— Start of Article —

I have two summer jobs and my parents help me out with rent and groceries so you'd think I'd just be rolling in it. You'd think wrong. It is impossible for me to save money. To me, saving money is similar to losing weight. To lose weight, you can either eat healthier or exercise. And if you're exercising then you have an excuse to eat junk. It's the same with saving money, you can either work your butt off and bring in a lot of money or not spend money. I have troubles with the second part because I'm making money so I think I have an excuse to spend it.

I love the idea of saving money; watching your bank account grow and counting down to buy something big with actual money and not using credit...I just cannot stop shopping. I shop when I'm stressed to relax, I shop when I'm happy to celebrate, I shop when I'm sad to cheer myself up, and I shop when I'm bored or when I haven't shopped in a while. It's an actual addiction. First step is admitting you have a problem, right?? Well, this is me admitting it.

It really hit me that I need to get my life together last Friday: pay day! My direct deposit just transferred into my account and I was feeling pretty good. Then I looked at my balance on my credit card. And then I remembered I had to pay on my Target credit card, too. And then I remembered I had to pay utilities. As I mentally subtracted everything from my check, I felt my heart drop. $20. TWENTY. As I checked my math and considered selling my kidney, I realized I needed a change. I could potentially work my butt off all summer and end up with nothing by the end of it because I'm obsessed with buying post-its. (WHY do I have so many post its??). I decided that that is unacceptable.

"I'm not going to spend any money for the rest of the month!" I decided. I paused. "Ehh... maybe a week. We'll start small." So, here I am. Please pray for me. I'm going to need it.

Stage 1: Over-confidence

All right, Day One! In order to get myself ready for this project, I had to set myself up for success. I started by writing the intro to this article so that I had to stick with it in order to finish this piece (future me, please finish this). Then I put my plethora of post its to work. Reminders. Every where. Especially on my laptop. I'm pretty sure that if I didn't have access to online shopping I'd be a millionaire.

— End of Article —

Continue the essay about trying to stop spending money, picking up right after its final sentence. You won't need the data that comes after this text.

— Start of Material —

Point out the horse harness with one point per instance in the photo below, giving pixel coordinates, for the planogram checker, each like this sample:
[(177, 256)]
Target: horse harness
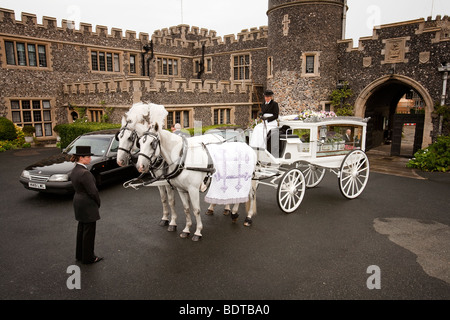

— End of Material —

_Result_
Next, I had to deal with my credit card. If I was going to make it through this week, I needed credit to not even be an option. Giving it to my roommates wouldn't work because I am a professional snooper and I can find anything someone hides from me. Anything. So the only solution was to freeze my credit. Literally. It's in a block of ice in my freezer as we speak. Extreme situations call for extreme measures.

Stage 2: Panic

After all of this, I started realizing what I had just signed up for and all of the essentials I was running low on. I started making a list of all of the things that I wanted to buy then threw it in the trash. Looking at it made me panic even more. What if I died tomorrow and never got to experience that watermelon slicer that they are selling on TV for $19.99? And if I order now, I'll get a second one free! How can I pass up this offer?! More importantly, how was I going to make it through a whole week of this torture?!

Stage 3: Bargaining

"If it's already on my Starbucks card, then it doesn't count."

"I had a gift card so it doesn't count."

"I used my Fuel Saver Rewards so it doesn't count."

"Maybe I'll just count spending on my credit card and my debit card is fair game."

Stage 4: Grief

After realizing that I chose the absolute worst week to not spend money, I started feeling the effects. My friends were going to the pool, going out to eat and ordering things online while I sat watching. I foraged through my cupboards like a freakin' caveman to find things to put together as a "meal." Most nights just putting a lot of snacks together until I was somewhere near full. I actually cried when I got an email from Kate Spade with an amazing one-day sale that I couldn't partake in.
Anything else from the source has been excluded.